## WHAT IS NEEDED
Revise the records below, changing every "innermost point" to "center point" and leaving all other text unchanged.

## START

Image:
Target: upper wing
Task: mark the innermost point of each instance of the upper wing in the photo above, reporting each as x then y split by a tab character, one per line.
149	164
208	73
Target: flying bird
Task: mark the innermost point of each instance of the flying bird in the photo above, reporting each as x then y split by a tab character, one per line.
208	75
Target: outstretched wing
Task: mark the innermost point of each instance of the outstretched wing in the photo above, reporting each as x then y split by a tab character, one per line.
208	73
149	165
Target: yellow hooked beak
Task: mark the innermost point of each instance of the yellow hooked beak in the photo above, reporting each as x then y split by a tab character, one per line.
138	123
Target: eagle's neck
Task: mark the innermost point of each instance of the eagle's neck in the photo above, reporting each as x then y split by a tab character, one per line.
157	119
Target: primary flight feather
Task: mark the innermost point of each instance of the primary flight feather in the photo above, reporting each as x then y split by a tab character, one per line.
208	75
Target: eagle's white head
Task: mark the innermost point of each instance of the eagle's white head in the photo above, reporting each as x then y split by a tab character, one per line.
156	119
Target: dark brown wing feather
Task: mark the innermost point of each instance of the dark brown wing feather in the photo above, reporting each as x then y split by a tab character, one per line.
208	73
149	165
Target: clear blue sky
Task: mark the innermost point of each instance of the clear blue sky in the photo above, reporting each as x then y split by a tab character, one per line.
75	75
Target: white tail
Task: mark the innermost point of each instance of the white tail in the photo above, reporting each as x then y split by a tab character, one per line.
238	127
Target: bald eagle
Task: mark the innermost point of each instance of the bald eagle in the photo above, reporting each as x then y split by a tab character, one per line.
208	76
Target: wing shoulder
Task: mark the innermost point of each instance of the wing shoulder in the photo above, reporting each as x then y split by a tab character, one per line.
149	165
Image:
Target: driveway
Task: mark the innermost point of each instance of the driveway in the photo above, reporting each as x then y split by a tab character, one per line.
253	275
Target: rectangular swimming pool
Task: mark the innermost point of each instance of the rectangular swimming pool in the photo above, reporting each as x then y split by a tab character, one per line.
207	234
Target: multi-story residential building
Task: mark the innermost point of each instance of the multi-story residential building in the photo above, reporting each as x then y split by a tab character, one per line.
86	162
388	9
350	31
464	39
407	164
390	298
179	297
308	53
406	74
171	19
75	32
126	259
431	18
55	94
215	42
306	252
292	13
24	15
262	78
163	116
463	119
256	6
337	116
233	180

## END

## TASK RESULT
Image:
Target: upper wing
Task: mark the center point of each instance of the upper wing in the photo above, reporting each as x then y split by a tab character, one per line.
149	164
208	73
Target: flying bird
Task: mark the center point of each instance of the flying bird in the photo above, reporting each as x then y split by a tab character, one per line.
208	75
Target: outstretched wing
Task: mark the center point of each instance of the outstretched wing in the photo above, reporting each as x then y split by a tab character, one per line.
208	73
149	165
Target: yellow hooked beak
Task: mark the center point of each instance of the yellow hooked beak in the photo above, reporting each as x then y split by a tab character, one per line.
138	123
Target: eagle's neck
Task: mark the center point of each instance of the eagle's neck in the photo above, reporting each as x then y split by a tab character, one per line.
157	119
Target: primary flight feather
Task: mark the center point of each instance of the primary flight feather in the photo above, reporting each as x then y split by a tab character, one per line.
208	75
Target: eagle's white head
Task: mark the center point of each instance of the eagle's white head in the photo above, reporting each as x then y split by a tab character, one per line.
156	119
Target: dark brown wing feather
Task: mark the center point of each instance of the dark brown wing feather in the photo above, reporting each as x then y split by a tab character, one per line.
208	73
149	165
Target: clear blue sky
Task: mark the center point of each instance of the clear blue sky in the photo above, reporting each as x then y split by a tab character, one per line.
75	75
Target: white tail
Task: mark the center point of each instance of the white tail in the photo above, reporting each as x then y split by a tab character, one per line.
238	127
Target: bald eagle
Task: mark the center point of each instance of the bald eagle in the photo above, reporting each as x then y split by a tab character, one per line.
208	76
Target: wing shoulder
Task: mark the center point of each instance of the wing shoulder in the photo above, reporting each as x then y split by a tab character, one per line.
149	165
Image:
Target: driveway
Task: mark the center point of each instance of the driveway in the photo above, reporting each as x then y split by a tab character, one per line.
253	275
Target: rectangular swimming pool
Task: mark the center point of each instance of the rectangular swimming pool in the photo above, reporting each as x then y split by a tab character, one per line.
207	234
Target: multi-story residential building
Task: mark the center point of each instance of the multi-story residential building in the photo above, reporting each as x then y split by a tab character, one per line.
86	162
388	9
350	31
464	39
407	164
390	298
179	297
308	53
406	74
171	19
75	32
126	259
431	18
55	94
215	42
306	252
292	13
24	15
262	78
163	116
463	119
256	6
337	116
233	180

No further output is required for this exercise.